### PROBLEM DESCRIPTION
Count the lines in the material below that contain the word "utility". Reply with that number only.

Data records:
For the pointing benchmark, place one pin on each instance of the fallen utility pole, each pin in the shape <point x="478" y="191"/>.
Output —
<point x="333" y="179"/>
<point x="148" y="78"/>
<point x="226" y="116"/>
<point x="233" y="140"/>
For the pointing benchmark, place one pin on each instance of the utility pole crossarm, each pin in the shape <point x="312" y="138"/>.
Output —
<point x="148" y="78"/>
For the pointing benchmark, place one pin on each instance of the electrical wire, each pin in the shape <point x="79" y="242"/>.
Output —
* * *
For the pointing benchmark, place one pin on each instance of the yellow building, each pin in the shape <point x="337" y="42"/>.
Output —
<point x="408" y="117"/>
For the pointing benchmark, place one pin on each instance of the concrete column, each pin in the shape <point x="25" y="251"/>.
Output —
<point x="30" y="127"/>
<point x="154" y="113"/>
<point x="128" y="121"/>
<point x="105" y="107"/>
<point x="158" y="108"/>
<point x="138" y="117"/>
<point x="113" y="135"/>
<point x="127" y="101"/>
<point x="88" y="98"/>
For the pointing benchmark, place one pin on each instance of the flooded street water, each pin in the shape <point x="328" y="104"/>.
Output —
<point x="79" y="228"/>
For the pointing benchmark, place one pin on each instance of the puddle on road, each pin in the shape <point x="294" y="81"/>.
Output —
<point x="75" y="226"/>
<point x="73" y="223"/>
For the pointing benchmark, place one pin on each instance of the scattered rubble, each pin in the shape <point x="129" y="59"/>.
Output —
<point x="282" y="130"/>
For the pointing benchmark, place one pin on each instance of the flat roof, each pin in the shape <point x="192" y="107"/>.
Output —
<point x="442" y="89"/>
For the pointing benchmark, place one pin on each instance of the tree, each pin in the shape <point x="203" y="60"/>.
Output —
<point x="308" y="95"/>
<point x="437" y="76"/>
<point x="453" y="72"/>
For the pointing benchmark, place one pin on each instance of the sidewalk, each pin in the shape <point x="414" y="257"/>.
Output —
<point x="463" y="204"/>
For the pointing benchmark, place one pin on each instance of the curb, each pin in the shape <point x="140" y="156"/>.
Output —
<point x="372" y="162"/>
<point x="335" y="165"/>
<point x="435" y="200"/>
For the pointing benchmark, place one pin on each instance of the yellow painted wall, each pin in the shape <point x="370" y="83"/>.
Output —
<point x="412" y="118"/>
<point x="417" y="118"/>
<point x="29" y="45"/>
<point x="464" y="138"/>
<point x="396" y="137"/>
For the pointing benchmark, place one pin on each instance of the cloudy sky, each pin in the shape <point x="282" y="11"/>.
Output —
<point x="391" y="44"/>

### WORKED SOLUTION
2